TASK TO CARRY OUT: Please repeat the lines below, exactly and only, from the one that holds "Where can the red" through the one that holds "Where can the dock".

+++ RECORD EXTRACTS +++

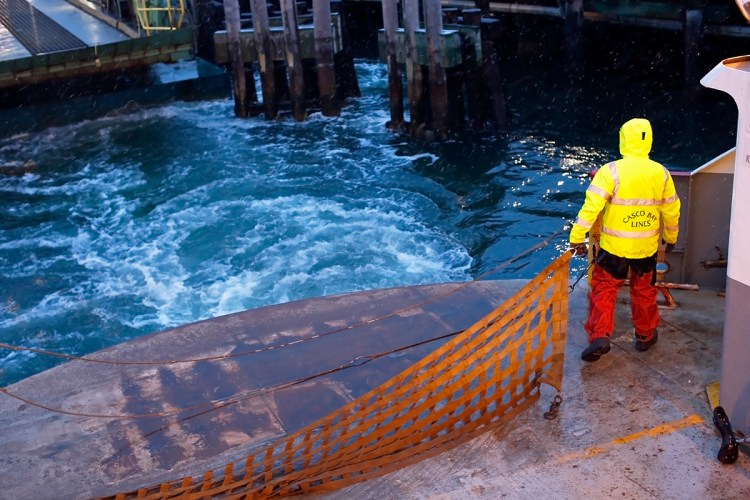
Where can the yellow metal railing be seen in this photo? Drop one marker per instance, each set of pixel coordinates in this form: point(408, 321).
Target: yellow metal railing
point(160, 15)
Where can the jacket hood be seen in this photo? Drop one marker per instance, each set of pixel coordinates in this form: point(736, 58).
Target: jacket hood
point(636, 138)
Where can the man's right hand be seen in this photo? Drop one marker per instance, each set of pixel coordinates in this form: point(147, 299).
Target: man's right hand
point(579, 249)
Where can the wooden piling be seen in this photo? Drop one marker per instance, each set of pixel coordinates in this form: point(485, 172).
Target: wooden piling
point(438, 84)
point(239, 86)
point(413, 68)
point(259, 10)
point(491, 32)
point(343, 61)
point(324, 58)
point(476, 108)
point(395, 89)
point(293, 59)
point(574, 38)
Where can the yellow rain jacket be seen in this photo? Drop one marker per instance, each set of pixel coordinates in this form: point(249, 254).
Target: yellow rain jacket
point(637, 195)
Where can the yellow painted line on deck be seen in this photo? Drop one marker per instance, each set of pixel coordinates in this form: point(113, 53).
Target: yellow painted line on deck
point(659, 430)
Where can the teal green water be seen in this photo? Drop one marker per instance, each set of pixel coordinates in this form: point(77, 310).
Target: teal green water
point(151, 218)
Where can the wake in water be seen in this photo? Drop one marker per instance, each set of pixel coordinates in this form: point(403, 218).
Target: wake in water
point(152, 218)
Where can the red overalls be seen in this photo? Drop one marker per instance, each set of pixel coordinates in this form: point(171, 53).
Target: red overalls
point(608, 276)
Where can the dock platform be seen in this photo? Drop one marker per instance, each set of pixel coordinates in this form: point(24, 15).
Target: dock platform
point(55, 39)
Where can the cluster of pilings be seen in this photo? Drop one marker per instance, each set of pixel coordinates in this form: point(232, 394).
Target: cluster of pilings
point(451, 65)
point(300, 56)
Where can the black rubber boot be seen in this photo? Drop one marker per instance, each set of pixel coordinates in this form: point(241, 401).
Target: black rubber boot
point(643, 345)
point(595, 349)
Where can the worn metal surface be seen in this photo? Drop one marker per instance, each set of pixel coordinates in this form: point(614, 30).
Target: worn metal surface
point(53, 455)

+++
+++ RECORD EXTRACTS +++

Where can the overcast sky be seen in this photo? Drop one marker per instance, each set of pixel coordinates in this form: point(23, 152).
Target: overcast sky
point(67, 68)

+++
+++ RECORD EXTRACTS +++

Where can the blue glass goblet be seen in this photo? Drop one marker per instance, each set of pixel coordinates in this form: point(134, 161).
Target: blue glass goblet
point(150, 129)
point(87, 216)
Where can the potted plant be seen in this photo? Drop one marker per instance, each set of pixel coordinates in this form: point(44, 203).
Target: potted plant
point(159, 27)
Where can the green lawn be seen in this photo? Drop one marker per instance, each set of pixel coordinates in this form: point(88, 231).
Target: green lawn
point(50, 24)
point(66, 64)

+++

EXERCISE OUTPUT:
Where can the red overalls be seen in this photo? Drop one marker per instance, each set of pixel coordinates in this form: point(171, 53).
Target: red overalls
point(608, 276)
Where can the dock platform be seen in this photo? Drop one marker per instance, each set of pixel coordinates in this form: point(24, 15).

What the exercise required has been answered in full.